:: DATA FOR THE TASK ::
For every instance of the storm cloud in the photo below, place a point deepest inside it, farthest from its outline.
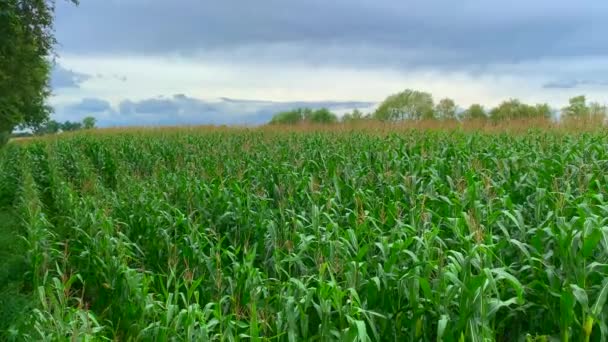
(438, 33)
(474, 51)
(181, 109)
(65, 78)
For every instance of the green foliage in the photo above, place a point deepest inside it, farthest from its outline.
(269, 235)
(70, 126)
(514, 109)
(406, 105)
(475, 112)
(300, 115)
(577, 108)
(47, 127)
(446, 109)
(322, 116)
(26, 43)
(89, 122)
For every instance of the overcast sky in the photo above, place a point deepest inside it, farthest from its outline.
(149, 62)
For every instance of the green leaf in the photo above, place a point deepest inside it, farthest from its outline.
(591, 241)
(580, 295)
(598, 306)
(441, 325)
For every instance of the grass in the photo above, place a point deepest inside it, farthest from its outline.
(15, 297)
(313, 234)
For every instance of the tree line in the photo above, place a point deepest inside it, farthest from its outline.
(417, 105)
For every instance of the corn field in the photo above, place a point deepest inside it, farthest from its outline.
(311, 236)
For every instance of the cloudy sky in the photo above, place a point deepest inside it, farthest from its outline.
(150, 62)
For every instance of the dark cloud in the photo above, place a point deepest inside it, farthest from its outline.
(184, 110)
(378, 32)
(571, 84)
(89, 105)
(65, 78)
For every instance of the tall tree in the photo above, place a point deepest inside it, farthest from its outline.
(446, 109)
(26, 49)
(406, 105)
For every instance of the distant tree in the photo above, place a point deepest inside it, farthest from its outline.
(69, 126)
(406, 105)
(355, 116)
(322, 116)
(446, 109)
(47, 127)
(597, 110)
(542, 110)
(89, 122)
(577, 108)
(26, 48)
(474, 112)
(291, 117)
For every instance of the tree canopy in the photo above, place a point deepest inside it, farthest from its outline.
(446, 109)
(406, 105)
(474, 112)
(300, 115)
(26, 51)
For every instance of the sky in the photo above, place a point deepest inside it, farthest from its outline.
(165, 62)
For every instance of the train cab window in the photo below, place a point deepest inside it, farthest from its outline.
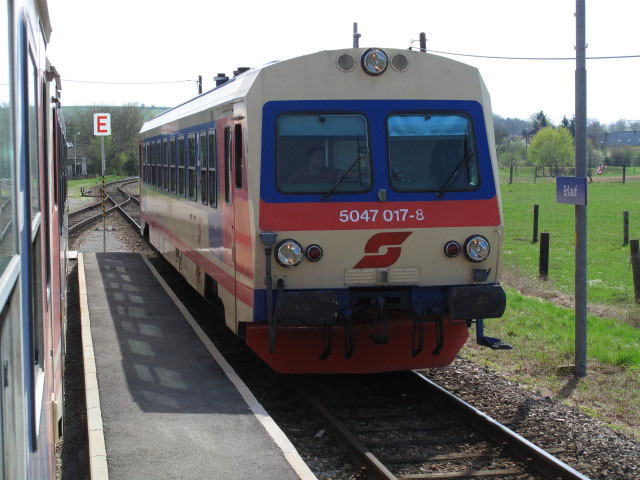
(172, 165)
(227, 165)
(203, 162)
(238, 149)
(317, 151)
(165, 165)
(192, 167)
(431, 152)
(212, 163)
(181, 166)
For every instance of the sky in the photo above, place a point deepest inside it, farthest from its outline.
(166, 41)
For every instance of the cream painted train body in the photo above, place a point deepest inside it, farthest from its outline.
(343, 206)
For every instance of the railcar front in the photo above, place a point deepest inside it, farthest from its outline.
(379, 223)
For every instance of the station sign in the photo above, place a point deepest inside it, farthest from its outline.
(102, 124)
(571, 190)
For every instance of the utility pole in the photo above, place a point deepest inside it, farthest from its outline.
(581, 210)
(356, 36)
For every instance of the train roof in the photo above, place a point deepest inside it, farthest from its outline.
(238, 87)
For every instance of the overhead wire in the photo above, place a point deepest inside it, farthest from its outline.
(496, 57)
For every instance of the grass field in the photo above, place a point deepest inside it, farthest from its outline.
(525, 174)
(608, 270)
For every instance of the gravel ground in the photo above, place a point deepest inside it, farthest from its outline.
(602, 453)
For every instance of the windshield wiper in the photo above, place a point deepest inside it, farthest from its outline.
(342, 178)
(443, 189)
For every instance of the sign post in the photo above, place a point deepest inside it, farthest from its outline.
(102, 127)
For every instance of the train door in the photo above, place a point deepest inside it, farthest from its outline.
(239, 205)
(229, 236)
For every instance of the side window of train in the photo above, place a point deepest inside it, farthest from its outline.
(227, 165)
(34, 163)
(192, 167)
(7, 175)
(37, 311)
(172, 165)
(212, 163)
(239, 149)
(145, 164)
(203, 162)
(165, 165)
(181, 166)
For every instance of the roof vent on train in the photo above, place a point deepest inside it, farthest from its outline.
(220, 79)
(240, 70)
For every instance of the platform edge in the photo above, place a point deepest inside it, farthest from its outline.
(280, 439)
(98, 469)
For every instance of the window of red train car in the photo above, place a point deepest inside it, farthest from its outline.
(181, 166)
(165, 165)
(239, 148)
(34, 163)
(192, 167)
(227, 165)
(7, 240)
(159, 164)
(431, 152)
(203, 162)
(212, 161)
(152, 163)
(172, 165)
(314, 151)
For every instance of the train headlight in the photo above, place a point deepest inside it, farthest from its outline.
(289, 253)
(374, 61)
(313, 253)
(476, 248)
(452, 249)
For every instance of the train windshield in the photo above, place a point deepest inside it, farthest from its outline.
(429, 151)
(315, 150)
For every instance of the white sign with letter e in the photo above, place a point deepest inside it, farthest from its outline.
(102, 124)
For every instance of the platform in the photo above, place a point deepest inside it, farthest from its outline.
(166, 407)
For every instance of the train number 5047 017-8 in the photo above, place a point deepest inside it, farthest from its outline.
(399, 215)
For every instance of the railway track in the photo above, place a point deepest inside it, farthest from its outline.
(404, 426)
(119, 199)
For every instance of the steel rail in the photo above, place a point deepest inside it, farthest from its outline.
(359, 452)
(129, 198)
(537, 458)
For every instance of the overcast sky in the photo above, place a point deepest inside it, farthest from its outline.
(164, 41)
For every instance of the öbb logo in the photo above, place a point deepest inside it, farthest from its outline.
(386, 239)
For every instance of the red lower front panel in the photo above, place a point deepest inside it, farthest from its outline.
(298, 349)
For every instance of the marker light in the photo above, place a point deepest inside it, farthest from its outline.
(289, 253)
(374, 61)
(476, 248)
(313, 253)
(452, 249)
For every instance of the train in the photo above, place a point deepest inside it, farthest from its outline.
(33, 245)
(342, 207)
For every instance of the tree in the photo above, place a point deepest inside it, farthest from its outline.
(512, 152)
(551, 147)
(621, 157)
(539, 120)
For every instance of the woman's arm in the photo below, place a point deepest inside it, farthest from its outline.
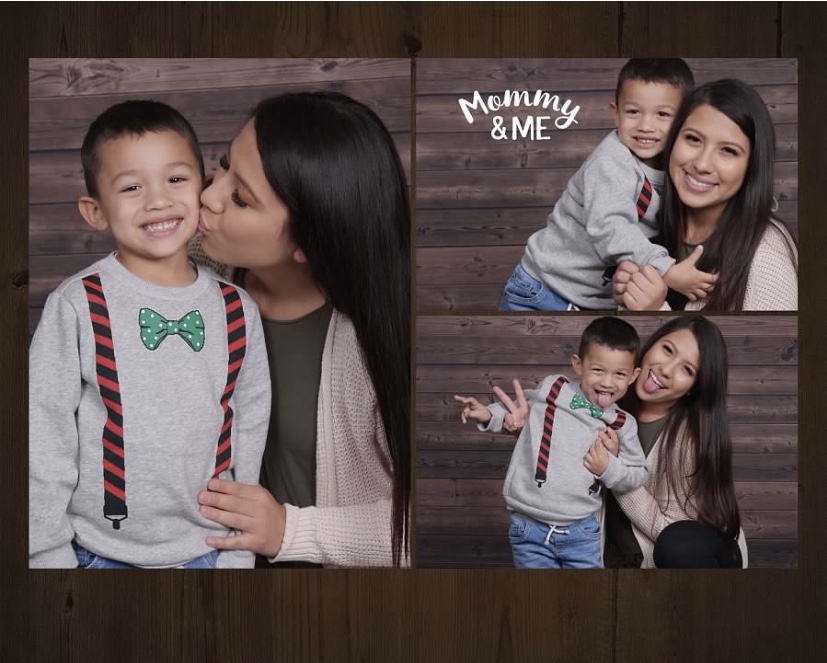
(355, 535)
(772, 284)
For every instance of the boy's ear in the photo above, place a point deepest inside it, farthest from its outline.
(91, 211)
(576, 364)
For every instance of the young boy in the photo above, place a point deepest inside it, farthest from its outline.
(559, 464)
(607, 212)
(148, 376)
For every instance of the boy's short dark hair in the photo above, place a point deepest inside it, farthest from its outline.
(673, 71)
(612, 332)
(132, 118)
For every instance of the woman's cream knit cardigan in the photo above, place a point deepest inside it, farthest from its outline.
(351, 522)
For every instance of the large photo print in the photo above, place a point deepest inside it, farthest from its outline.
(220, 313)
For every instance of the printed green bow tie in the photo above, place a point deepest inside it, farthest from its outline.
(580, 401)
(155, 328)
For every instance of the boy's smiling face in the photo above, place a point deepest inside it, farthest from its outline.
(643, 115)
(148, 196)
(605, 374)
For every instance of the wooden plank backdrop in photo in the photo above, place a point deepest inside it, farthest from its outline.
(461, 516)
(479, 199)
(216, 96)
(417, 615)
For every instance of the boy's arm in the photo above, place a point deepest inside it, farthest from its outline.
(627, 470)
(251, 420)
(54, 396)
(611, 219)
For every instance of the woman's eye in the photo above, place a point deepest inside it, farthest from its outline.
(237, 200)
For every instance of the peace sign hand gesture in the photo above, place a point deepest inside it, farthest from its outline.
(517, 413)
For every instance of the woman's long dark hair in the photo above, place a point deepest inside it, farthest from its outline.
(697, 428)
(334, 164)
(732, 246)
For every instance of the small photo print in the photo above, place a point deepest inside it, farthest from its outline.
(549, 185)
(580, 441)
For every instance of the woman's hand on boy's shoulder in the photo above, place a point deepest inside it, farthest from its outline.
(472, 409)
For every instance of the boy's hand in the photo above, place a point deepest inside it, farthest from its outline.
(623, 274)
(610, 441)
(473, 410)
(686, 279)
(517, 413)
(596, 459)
:::
:: DATA FOR THE TASK ::
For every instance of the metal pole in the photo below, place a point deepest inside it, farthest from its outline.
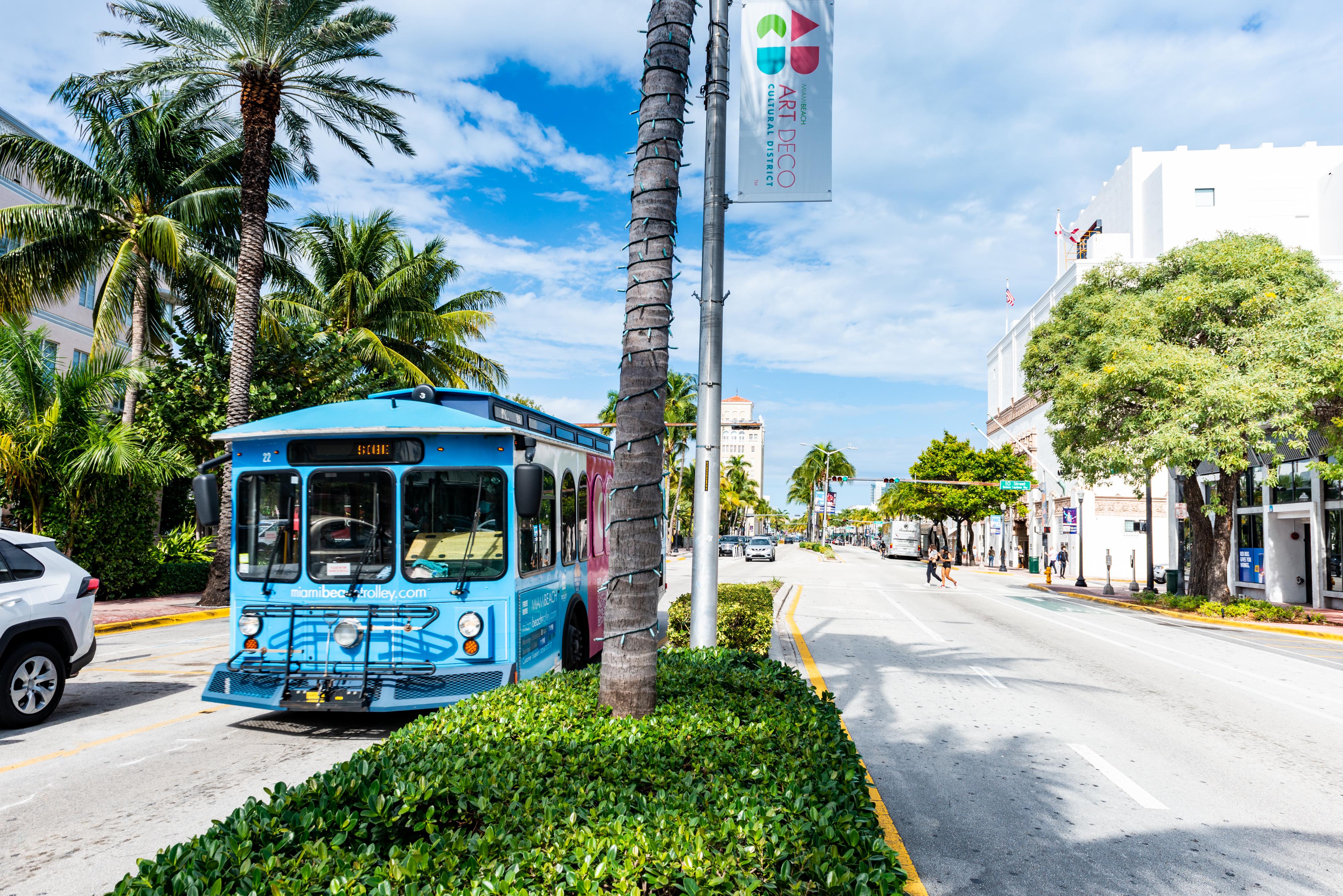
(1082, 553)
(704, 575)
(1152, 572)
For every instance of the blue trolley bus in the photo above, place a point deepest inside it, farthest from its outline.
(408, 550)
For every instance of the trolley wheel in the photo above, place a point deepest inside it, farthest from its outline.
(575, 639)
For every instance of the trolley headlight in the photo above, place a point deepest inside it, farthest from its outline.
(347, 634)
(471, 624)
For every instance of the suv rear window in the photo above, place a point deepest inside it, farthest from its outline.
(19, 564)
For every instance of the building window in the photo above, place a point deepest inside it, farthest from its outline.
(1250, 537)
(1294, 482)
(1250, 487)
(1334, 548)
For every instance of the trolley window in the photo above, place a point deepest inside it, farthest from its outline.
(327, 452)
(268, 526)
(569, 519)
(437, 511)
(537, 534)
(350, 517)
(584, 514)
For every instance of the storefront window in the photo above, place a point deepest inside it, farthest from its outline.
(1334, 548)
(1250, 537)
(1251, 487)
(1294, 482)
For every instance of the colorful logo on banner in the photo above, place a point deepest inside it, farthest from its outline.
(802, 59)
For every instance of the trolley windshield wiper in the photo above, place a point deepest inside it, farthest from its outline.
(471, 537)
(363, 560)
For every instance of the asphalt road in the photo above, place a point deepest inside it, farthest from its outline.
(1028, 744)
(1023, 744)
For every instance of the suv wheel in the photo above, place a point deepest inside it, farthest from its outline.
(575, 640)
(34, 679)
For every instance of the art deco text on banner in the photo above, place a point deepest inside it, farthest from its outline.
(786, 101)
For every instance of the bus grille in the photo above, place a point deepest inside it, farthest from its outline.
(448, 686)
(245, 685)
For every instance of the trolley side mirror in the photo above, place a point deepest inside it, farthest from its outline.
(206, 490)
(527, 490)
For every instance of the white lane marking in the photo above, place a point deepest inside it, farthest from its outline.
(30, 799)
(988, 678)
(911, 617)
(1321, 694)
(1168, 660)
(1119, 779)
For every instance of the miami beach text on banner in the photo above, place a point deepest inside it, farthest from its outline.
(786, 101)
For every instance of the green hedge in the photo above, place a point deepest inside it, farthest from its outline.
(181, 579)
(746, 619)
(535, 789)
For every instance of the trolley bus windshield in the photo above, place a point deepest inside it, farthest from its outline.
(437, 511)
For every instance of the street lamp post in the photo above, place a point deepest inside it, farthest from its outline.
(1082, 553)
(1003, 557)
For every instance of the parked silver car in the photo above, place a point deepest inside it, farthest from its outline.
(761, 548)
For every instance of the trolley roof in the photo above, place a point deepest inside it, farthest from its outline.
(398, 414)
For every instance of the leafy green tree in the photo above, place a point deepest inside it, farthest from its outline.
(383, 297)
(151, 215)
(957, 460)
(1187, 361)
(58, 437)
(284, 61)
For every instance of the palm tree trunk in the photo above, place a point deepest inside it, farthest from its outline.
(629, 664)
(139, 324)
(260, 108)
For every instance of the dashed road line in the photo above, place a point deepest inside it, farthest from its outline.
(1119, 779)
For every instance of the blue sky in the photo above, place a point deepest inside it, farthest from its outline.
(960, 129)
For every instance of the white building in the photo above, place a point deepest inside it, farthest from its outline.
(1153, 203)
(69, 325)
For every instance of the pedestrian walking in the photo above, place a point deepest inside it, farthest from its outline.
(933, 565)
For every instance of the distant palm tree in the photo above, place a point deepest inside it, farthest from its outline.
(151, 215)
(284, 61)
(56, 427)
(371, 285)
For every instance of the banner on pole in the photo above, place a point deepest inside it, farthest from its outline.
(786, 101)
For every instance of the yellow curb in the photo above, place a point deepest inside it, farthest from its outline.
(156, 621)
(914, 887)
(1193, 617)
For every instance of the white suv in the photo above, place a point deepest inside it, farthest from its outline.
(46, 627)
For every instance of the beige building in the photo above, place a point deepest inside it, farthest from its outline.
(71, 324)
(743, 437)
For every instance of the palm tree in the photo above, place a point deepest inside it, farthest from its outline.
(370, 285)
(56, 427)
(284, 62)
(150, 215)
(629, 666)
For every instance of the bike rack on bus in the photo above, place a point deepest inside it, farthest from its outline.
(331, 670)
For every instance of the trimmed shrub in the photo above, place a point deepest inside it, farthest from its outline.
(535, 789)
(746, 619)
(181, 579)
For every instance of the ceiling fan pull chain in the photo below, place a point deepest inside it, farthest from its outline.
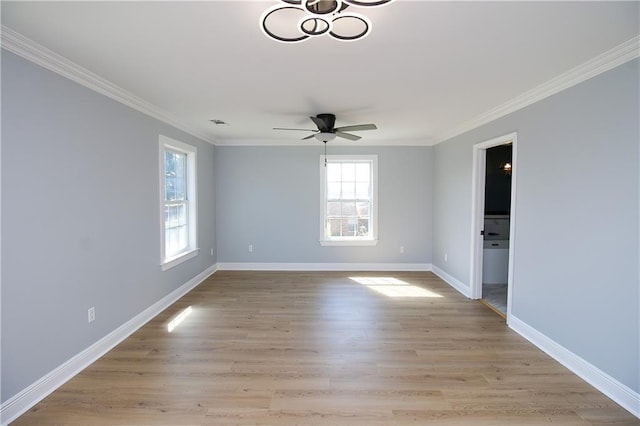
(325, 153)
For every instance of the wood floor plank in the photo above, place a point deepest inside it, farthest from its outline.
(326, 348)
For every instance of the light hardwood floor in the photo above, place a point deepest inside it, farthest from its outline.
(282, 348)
:::
▶ [TASK REQUIREMENTS] Return every line above that contains the string "blue", treating uppercase and lowercase as different.

▶ [REPLY TO THE EXERCISE]
For every instance of the blue trolley bus in the photo above, place a point deepest inside it, farthest from its outline.
For every instance of the blue sky in the photo above, place a point deepest inside it, farthest from its outline.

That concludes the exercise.